++++ Исходный текст ++++
Не помню, почему мы первую ночь оказались не дома, а у С.Е. Крючкова, где-то в районе Пресни. Вероятно, дома было спать невозможно из-за сырости. Без нас комната была опечатана. Радиаторы лопнули от холода, и весь пол был промочен. На полу лежали снятые с полок книги, перевязанные тюками и сильно подмокшие за 2 года. Некоторые книжки превратились в “кирпичи”. В октябре 1941 года, когда немцы приближались к Москве, книги были оставлены связанными на полу в комнате, потому что после нашего отъезда Т.А. Власова совместно со своими сотрудниками решила “спасти” библиотеку В.В., перевезя ее в Дефектологический институт, директором которого Т.А. состояла. Книги были частично сняты с полок (частично оставались на полках) и перевязаны в тюки, в ожидании перевоза их на Пироговку. Но когда в Москве началось что-то вроде паники при приближении немцев, всё пришлось оставить, и самим сотрудникам института выехать из Москвы. Вот почему пришлось нам распить бутылку водки вместе с Крючковым в его квартире.
++++ Предоставленные данные ++++
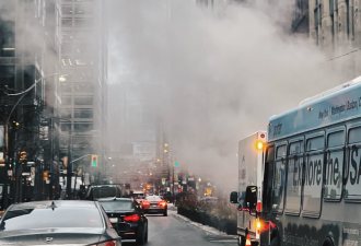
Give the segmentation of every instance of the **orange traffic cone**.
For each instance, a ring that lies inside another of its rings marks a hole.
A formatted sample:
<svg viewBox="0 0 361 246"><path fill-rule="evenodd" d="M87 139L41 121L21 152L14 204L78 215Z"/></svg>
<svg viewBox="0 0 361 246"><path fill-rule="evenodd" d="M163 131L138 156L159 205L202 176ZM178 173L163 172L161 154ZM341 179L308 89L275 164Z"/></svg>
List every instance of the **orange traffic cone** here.
<svg viewBox="0 0 361 246"><path fill-rule="evenodd" d="M247 237L246 237L246 246L251 246L251 236L249 236L249 234L247 234Z"/></svg>

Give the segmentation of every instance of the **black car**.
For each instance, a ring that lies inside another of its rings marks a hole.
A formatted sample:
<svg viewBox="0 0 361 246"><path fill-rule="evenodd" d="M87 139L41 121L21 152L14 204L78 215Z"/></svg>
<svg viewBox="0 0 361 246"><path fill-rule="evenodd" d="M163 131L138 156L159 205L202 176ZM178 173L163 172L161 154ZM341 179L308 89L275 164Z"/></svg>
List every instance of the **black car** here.
<svg viewBox="0 0 361 246"><path fill-rule="evenodd" d="M145 197L141 202L141 207L144 213L162 213L164 216L167 216L168 203L160 196Z"/></svg>
<svg viewBox="0 0 361 246"><path fill-rule="evenodd" d="M113 227L124 239L148 242L148 219L138 202L130 198L100 199Z"/></svg>
<svg viewBox="0 0 361 246"><path fill-rule="evenodd" d="M95 201L101 198L121 197L119 185L89 186L84 200Z"/></svg>
<svg viewBox="0 0 361 246"><path fill-rule="evenodd" d="M9 207L0 220L0 246L120 246L98 202L33 201Z"/></svg>

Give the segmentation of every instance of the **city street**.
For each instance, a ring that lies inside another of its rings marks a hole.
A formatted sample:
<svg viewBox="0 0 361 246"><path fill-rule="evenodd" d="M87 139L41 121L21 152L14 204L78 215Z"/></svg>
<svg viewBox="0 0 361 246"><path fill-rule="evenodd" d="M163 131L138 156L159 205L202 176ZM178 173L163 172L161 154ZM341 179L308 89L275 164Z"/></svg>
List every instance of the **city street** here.
<svg viewBox="0 0 361 246"><path fill-rule="evenodd" d="M237 245L235 236L225 235L208 226L199 226L196 223L180 216L170 204L168 216L148 214L149 238L148 246L214 246ZM136 245L135 241L125 241L125 246Z"/></svg>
++++
#### [Задание]
Ответьте по исходному тексту выше на три вопроса:
(a) Отчего лопнули радиаторы в комнате?
(b) В какой институт Т.А. Власова решила перевезти библиотеку В.В.?
(c) В каком месяце и году книги были оставлены связанными на полу?

#### [Ответ]
(a) От холода.
(b) В Дефектологический институт.
(c) В октябре 1941 года.